Excerpts from a dataset:
%%

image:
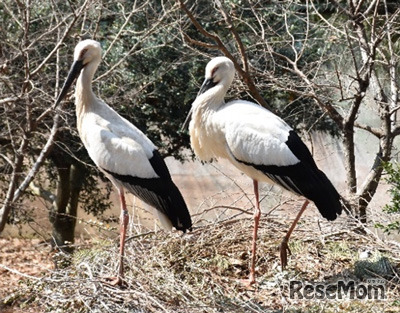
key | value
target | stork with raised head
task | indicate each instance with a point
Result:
(258, 143)
(121, 151)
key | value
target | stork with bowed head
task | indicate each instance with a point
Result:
(121, 151)
(258, 143)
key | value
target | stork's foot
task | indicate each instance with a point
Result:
(283, 250)
(247, 282)
(114, 281)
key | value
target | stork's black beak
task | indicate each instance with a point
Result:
(207, 84)
(74, 72)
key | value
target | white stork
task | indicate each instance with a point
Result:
(258, 143)
(121, 151)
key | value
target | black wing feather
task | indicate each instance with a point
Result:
(304, 178)
(160, 193)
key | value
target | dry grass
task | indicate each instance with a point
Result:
(201, 271)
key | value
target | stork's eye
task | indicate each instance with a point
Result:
(82, 54)
(214, 71)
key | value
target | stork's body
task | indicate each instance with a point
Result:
(120, 150)
(258, 143)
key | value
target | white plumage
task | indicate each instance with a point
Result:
(120, 150)
(258, 143)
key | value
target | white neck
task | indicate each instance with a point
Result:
(211, 100)
(84, 96)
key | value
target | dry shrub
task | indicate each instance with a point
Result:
(201, 271)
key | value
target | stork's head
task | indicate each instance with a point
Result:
(87, 53)
(219, 71)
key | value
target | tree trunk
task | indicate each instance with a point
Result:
(64, 213)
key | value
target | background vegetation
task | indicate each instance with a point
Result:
(321, 65)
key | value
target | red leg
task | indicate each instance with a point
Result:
(284, 245)
(257, 215)
(124, 219)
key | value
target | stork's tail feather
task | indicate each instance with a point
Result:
(326, 198)
(177, 210)
(161, 194)
(167, 200)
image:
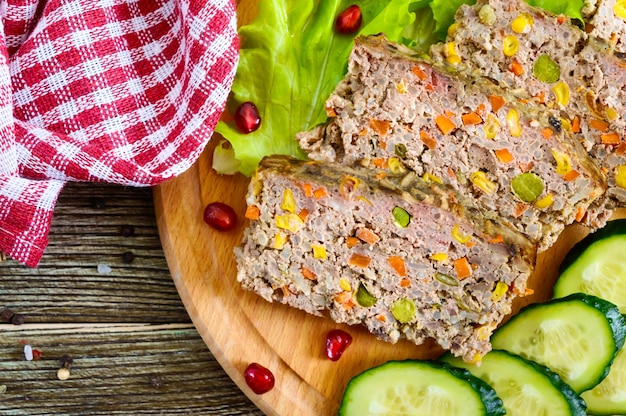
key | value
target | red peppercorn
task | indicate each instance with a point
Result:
(220, 216)
(247, 118)
(259, 378)
(337, 341)
(349, 21)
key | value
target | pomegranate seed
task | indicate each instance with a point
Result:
(349, 21)
(259, 378)
(337, 341)
(247, 117)
(220, 216)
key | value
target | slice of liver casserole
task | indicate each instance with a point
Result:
(398, 111)
(551, 62)
(406, 258)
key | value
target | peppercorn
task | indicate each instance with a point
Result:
(63, 374)
(156, 382)
(7, 315)
(18, 319)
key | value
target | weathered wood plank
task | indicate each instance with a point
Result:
(96, 224)
(114, 371)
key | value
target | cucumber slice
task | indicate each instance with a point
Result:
(609, 397)
(526, 388)
(414, 387)
(577, 337)
(596, 266)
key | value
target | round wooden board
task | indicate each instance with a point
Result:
(239, 327)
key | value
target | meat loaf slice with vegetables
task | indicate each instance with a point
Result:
(607, 21)
(397, 111)
(408, 259)
(551, 62)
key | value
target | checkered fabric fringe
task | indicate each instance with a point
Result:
(121, 91)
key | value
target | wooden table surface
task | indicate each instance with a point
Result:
(133, 346)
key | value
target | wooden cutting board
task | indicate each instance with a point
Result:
(240, 327)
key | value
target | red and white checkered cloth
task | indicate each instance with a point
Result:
(122, 91)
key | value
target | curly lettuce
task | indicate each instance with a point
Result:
(292, 59)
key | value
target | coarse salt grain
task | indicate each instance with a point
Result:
(28, 352)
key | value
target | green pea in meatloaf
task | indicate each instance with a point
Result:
(551, 62)
(402, 112)
(407, 258)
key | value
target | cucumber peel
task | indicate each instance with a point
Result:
(596, 266)
(413, 387)
(525, 387)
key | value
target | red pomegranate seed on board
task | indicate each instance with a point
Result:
(259, 378)
(337, 341)
(349, 21)
(247, 117)
(220, 216)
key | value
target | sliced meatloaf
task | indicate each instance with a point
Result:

%%

From the records, copy every line that has the string "white" in it.

target | white stork
target | white plumage
target | white neck
target | red and white checkered cloth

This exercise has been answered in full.